··· BACAAN YANG DIBERIKAN ···

ETIKA & PROFESIONAL AKUNTAN PUBLIK PADA BANK DI INDONESIA
ETIKA &
PROFESIONAL AKUNTAN PUBLIK Pada Bank di Indonesia
ABSTRAK
Tulisan ini
menguraikan tentang etika profesi akuntan publik yang merupakan karakteristik
dari suatu profesi yang membedakan dengan profesi yang lain dan yang berfungsi
mengatur tingkah laku para anggotanya. Profesi akuntan publik saat ini tengah
menghadapi berbagai sorotan tajam dari masyarakat, terlebih setelah
terungkapnya kasus manipulasi yang dilakukan perusahaan Enron yang merupakan
tonggak pemicu terjadinya krisis kepercayaan dalam profesi akuntan. Tulisan ini
difokuskan terutama untuk menjawab bagaimana peranan etika profesi dalam
meningkatkan kepercayaan masyarakat terhadap profesi akuntan publik.
profesional bagi akuntan publik adalah prilaku untuk bertanggung jawab terhadap
profesinya, diri sendiri, peraturan, undang-undang, klien, dan masyarakat termasuk
para pemakai laporan keuangan.
1.1
PENDAHULUAN
Dalam menjalankan profesinya, seorang akuntan diatur oleh suatu kode etik
akuntan. Kode etik akuntan yaitu norma perilaku yang mengatur hubungan antara
akuntan dengan para klien, antara akuntan dengan sejawatnya, dan antara profesi
dengan masyarakat. Akuntan publik sebagai pihak yang bebas dan tidak memihak(independen )

···

TUGAS ANDA: Teruskan tulisan tentang etika profesi akuntan publik pada bank di Indonesia mulai dari titik tulisan itu terhenti. Entri sesudah ini tidak ada kaitannya dengan pekerjaan ini.

··· DATA YANG DIBERIKAN ···

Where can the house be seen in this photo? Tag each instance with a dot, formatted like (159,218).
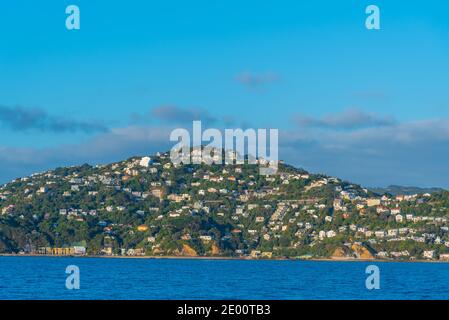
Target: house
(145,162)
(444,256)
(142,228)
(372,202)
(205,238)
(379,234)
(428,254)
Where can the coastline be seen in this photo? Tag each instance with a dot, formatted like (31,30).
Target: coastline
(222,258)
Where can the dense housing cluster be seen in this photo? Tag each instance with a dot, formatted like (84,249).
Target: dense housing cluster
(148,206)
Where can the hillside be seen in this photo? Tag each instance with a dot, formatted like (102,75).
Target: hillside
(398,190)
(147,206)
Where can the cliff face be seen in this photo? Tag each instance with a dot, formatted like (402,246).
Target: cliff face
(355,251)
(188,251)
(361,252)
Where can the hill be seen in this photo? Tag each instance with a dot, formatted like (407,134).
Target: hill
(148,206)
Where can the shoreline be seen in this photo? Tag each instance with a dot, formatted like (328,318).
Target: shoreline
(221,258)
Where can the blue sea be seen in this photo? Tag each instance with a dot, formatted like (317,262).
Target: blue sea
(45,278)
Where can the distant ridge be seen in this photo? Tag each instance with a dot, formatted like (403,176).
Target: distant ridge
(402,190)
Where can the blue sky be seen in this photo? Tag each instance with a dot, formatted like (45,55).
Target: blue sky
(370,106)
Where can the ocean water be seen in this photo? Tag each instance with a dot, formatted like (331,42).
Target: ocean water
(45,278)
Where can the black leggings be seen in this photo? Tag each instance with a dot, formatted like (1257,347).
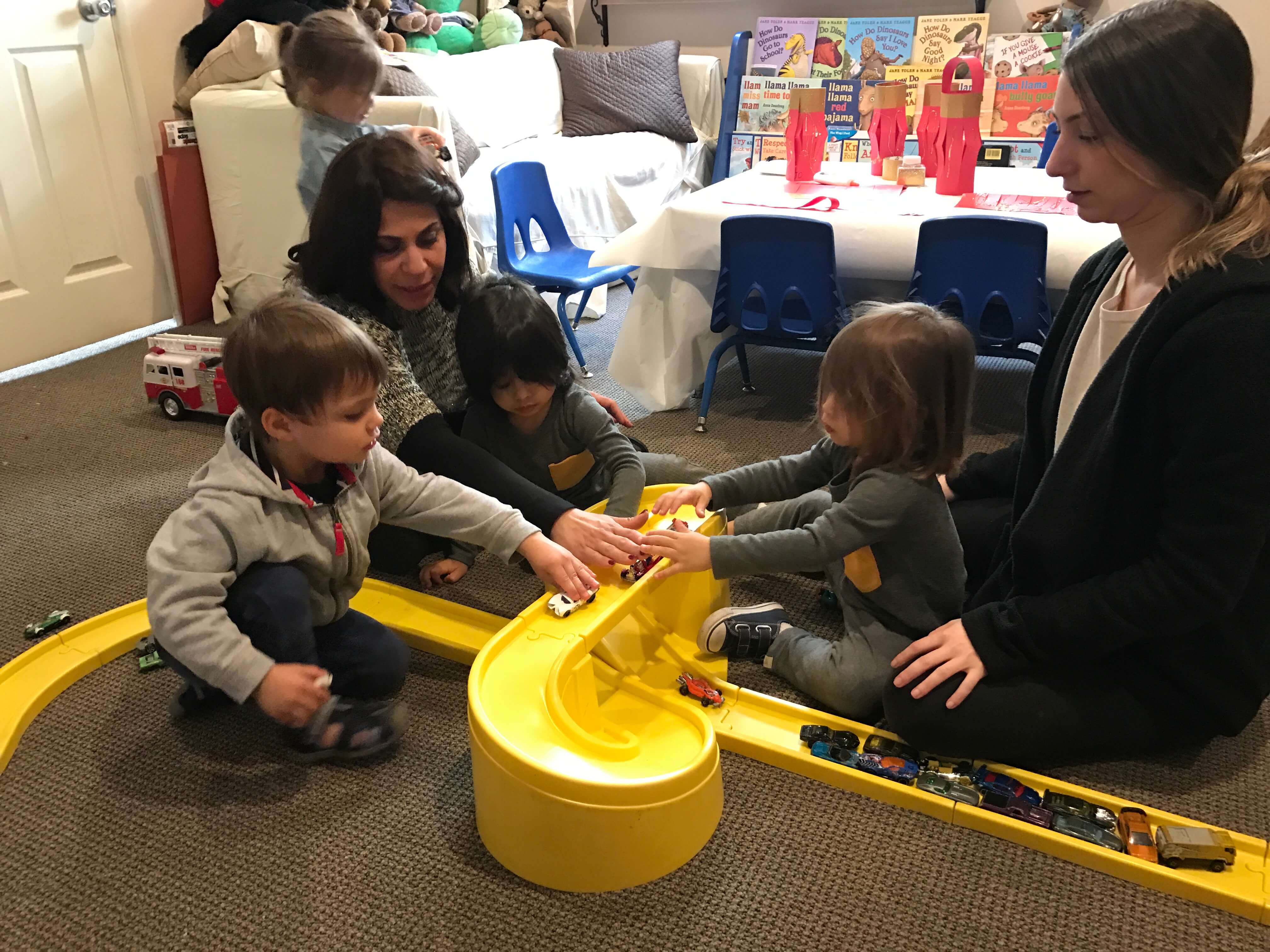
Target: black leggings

···

JAWABAN TUGAS:
dalam melakukan pemeriksaan yang objektif atas laporan keuangan dan menyatakan
pendapatnya atas kewajaran laporan keuangan, sangat diperlukan jasanya oleh
masyarakat pengguna laporan keuangan. Guna meningkatkan kepercayaan pemakai
jasa profesi akuntan publik sebagaimana layaknya yang mereka harapkan, maka
perlu adanya kode etik akuntan, termasuk kode etik bagi akuntan publik. Dengan
adanya kode etik, para akuntan publik dapat menentukan mana perilaku yang
pantas (etis) ia lakukan dan mana yang tidakpantas ( tidak etis).
Penetapan kode etik oleh Ikatan Akuntan Indonesia (IAI) sebagai
satu-satunya organisasi profesi di Indonesia, merupakan upaya dalam rangka
penegakan etika, dalam hal ini khususnya bagi akuntan publik. Berkembangnya
profesi akuntan publik, telah banyak diakui oleh berbagai kalangan masyarakat.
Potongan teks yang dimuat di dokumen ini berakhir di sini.